[Entries from a pointing dataset]

_____

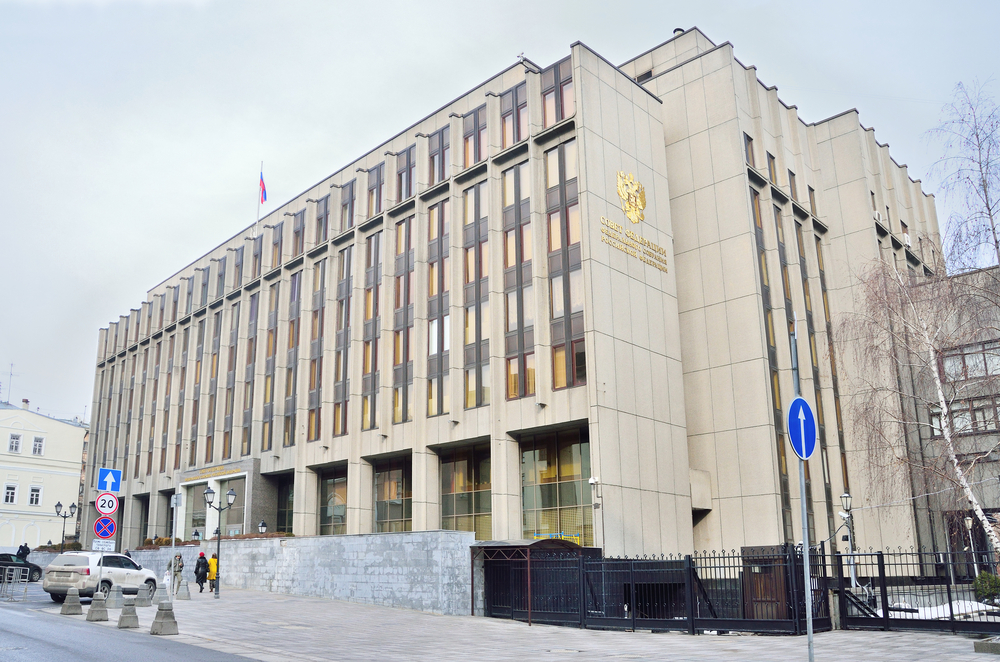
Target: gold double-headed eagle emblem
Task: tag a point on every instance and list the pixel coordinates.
(633, 196)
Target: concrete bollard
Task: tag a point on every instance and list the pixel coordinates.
(71, 605)
(115, 598)
(164, 621)
(98, 609)
(128, 618)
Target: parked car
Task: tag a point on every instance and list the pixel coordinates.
(10, 560)
(87, 572)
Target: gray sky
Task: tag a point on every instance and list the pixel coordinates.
(131, 132)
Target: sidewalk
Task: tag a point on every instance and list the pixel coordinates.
(273, 627)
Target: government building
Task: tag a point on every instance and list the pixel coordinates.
(562, 305)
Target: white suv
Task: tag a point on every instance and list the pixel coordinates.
(86, 572)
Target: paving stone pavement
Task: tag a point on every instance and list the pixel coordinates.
(272, 628)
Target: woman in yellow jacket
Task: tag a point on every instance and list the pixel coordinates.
(213, 571)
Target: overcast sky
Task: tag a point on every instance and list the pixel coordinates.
(131, 132)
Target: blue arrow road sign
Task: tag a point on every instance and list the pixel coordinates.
(801, 428)
(109, 480)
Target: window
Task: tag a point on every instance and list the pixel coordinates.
(402, 341)
(393, 495)
(347, 206)
(558, 101)
(748, 149)
(476, 147)
(476, 295)
(555, 493)
(406, 167)
(322, 218)
(376, 190)
(569, 358)
(466, 491)
(438, 319)
(519, 295)
(439, 147)
(514, 115)
(333, 502)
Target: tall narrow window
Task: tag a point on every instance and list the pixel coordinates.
(342, 341)
(322, 218)
(476, 295)
(440, 146)
(569, 357)
(519, 294)
(371, 332)
(474, 136)
(347, 206)
(406, 168)
(558, 99)
(438, 319)
(402, 324)
(376, 190)
(514, 115)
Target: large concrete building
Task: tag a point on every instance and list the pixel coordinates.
(557, 306)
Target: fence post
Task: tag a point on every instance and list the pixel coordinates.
(689, 591)
(884, 591)
(841, 591)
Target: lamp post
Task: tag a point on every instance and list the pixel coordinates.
(71, 513)
(972, 544)
(230, 498)
(846, 501)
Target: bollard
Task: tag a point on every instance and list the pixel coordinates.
(164, 621)
(71, 605)
(98, 609)
(115, 598)
(128, 618)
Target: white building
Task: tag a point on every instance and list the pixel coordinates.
(40, 460)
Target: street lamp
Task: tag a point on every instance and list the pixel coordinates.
(71, 513)
(209, 498)
(972, 544)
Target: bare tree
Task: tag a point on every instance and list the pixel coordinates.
(970, 173)
(912, 410)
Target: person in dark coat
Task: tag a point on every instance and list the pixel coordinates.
(201, 572)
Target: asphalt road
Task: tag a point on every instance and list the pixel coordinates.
(27, 635)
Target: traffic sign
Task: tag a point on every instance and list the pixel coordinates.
(801, 428)
(102, 545)
(104, 527)
(107, 503)
(109, 480)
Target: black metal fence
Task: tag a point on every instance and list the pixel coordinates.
(754, 590)
(913, 590)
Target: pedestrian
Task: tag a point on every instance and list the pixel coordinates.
(201, 571)
(176, 565)
(213, 571)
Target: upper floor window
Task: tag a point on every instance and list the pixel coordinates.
(440, 150)
(406, 166)
(558, 100)
(514, 115)
(474, 133)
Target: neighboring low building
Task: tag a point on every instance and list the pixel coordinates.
(554, 307)
(39, 466)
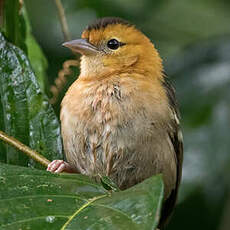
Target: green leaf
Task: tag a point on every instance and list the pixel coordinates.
(26, 113)
(34, 199)
(17, 30)
(35, 54)
(14, 23)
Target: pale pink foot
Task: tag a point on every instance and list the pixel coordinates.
(58, 166)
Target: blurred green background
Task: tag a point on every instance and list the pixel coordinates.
(193, 38)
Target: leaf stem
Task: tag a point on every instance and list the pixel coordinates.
(90, 201)
(63, 21)
(25, 149)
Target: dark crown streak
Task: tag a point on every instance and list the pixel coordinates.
(104, 22)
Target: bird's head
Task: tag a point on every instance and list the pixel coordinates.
(113, 45)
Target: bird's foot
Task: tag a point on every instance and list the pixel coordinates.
(58, 166)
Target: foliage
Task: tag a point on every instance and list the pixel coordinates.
(34, 199)
(25, 111)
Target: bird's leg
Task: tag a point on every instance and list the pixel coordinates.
(58, 166)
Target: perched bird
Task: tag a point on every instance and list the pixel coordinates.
(120, 117)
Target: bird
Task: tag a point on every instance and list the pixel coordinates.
(120, 118)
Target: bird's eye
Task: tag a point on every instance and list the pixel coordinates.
(113, 44)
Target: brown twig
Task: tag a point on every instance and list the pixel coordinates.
(25, 149)
(63, 21)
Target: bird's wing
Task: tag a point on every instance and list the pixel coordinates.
(176, 138)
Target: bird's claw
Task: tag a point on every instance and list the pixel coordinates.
(58, 166)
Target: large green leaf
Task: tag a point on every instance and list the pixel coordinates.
(35, 199)
(26, 113)
(17, 30)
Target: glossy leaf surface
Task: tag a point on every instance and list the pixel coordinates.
(34, 199)
(25, 111)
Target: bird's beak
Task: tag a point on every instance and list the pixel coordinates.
(81, 46)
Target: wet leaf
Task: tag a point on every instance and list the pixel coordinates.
(17, 30)
(27, 115)
(34, 199)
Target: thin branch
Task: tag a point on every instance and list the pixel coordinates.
(63, 21)
(25, 149)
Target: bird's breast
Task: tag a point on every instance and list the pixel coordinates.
(112, 127)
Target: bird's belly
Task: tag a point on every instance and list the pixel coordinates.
(127, 147)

_____

Go through the entries above and output them exactly, without pictures.

Target: gold double-headed eagle emblem
Task: tag a point on every instance and list the pixel coordinates.
(633, 196)
Target: concrete bollard
Task: tag a point on every instance and list the pixel coordinates.
(71, 605)
(115, 598)
(164, 621)
(98, 609)
(128, 618)
Target: parked car
Task: tag a point on every instance and list the pixel coordinates.
(10, 560)
(87, 572)
Target: gray sky
Task: tag a point on every instance and list the pixel coordinates.
(131, 132)
Target: sidewalk
Task: tag a point on every instance and list the pixel coordinates.
(273, 627)
Target: government building
Task: tag a point on every instance and list the pixel coordinates.
(562, 305)
Target: white suv
Task: tag a point on every instance and list the pixel coordinates.
(86, 572)
Target: paving stone pavement
Task: tag a point on every instance and list the pixel coordinates.
(272, 628)
Target: woman in yellow jacket
Task: tag a point on every instance and list the pixel coordinates.
(213, 571)
Target: overcast sky
Task: tag a point on every instance and list the pixel coordinates.
(131, 132)
Target: blue arrow road sign
Task: tag a point on every instance and list the pixel coordinates.
(801, 428)
(109, 480)
Target: window
Task: tag a point on every instance and list the pixel coordinates.
(402, 341)
(393, 495)
(347, 206)
(558, 101)
(748, 149)
(476, 147)
(476, 295)
(555, 493)
(406, 167)
(322, 218)
(376, 190)
(569, 358)
(466, 491)
(438, 319)
(519, 295)
(439, 147)
(514, 115)
(333, 502)
Target: tall narrow window
Task: tag a point on every instance and list the pixel coordinates.
(342, 341)
(322, 218)
(476, 295)
(440, 146)
(569, 357)
(519, 294)
(371, 332)
(474, 136)
(347, 206)
(406, 168)
(558, 99)
(438, 319)
(402, 324)
(376, 190)
(514, 115)
Target: large concrete building
Task: tag a point on every instance and list the pixel coordinates.
(557, 306)
Target: fence post
Task: tag a point on every instance and list the pixel coordinates.
(689, 591)
(884, 591)
(841, 591)
Target: lamp post
Task: tag a point on every instance and list the pixel coordinates.
(71, 513)
(972, 544)
(230, 498)
(846, 501)
Target: bollard
Task: tag a point on every instance and list the pixel coordinates.
(164, 621)
(71, 605)
(98, 609)
(115, 598)
(128, 618)
Target: white building
Task: tag a point on every instance and list the pixel coordinates.
(40, 460)
Target: street lamp
Task: tag a point on every instance and list the pixel coordinates.
(71, 513)
(209, 498)
(972, 544)
Target: bare tree
Task: tag a point on every instance and list the pixel coordinates.
(970, 173)
(912, 410)
Target: person in dark coat
Task: tag a point on every instance and list the pixel coordinates.
(201, 572)
Target: asphalt road
Task: tag a point on every instance and list the pixel coordinates.
(27, 635)
Target: traffic sign
Task: tag a point on every instance and list the pixel coordinates.
(801, 428)
(102, 545)
(104, 527)
(107, 503)
(109, 480)
Target: black metal fence
Task: tag a point on every instance and list the pixel coordinates.
(754, 590)
(913, 590)
Target: pedestrian
Task: tag a point on every instance and list the pixel coordinates.
(201, 571)
(176, 565)
(213, 571)
Target: upper floor window
Task: tag a point on every instance and list the pixel coordinates.
(440, 150)
(406, 166)
(558, 100)
(514, 115)
(474, 133)
Target: neighboring low building
Task: tag a point on every instance and list the pixel coordinates.
(554, 307)
(39, 466)
Target: green leaf
Task: tag a point on every instance and list the pixel coordinates.
(26, 113)
(34, 199)
(17, 30)
(35, 54)
(14, 23)
Target: pale pink foot
Task: tag a point on every instance and list the pixel coordinates.
(58, 166)
Target: blurred green background
Task: tag a point on every instance and list the pixel coordinates.
(193, 38)
Target: leaf stem
Task: tag a point on every instance and list the pixel coordinates.
(90, 201)
(63, 21)
(25, 149)
Target: dark crown streak
Task: tag a point on every instance and list the pixel coordinates.
(104, 22)
Target: bird's head
Task: tag a point on every instance and list the pixel coordinates.
(113, 45)
Target: bird's foot
Task: tag a point on every instance and list the pixel coordinates.
(58, 166)
Target: foliage
Task: tag a point on every instance and list the pixel coordinates.
(34, 199)
(25, 111)
Target: bird's leg
Task: tag a point on every instance and list the pixel coordinates.
(58, 166)
Target: perched bird
Task: tag a point on every instance and list the pixel coordinates.
(120, 117)
Target: bird
Task: tag a point on every instance and list the pixel coordinates.
(120, 118)
Target: bird's eye
Task: tag a point on every instance and list the pixel coordinates.
(113, 44)
Target: brown twig
Task: tag a point on every instance and list the pixel coordinates.
(25, 149)
(63, 21)
Target: bird's wing
Task: tag a point on every instance and list the pixel coordinates.
(176, 138)
Target: bird's claw
Task: tag a point on every instance and list the pixel coordinates.
(58, 166)
Target: large green leaf
Task: tag a point on every instance and list the pixel coordinates.
(35, 199)
(26, 113)
(17, 30)
Target: glossy leaf surface
Task: tag a point on every instance and list the pixel coordinates.
(34, 199)
(25, 111)
Target: bird's beak
Task: tag a point on every instance and list the pixel coordinates.
(81, 46)
Target: wet leaf
Task: tag a point on every instance and list the pixel coordinates.
(17, 30)
(27, 115)
(34, 199)
Target: thin branch
Task: tag a point on every instance and list the pixel coordinates.
(63, 21)
(25, 149)
Target: bird's breast
Task: tag a point on every instance and list the pixel coordinates.
(112, 127)
Target: bird's belly
Task: tag a point on every instance and list the pixel coordinates.
(127, 147)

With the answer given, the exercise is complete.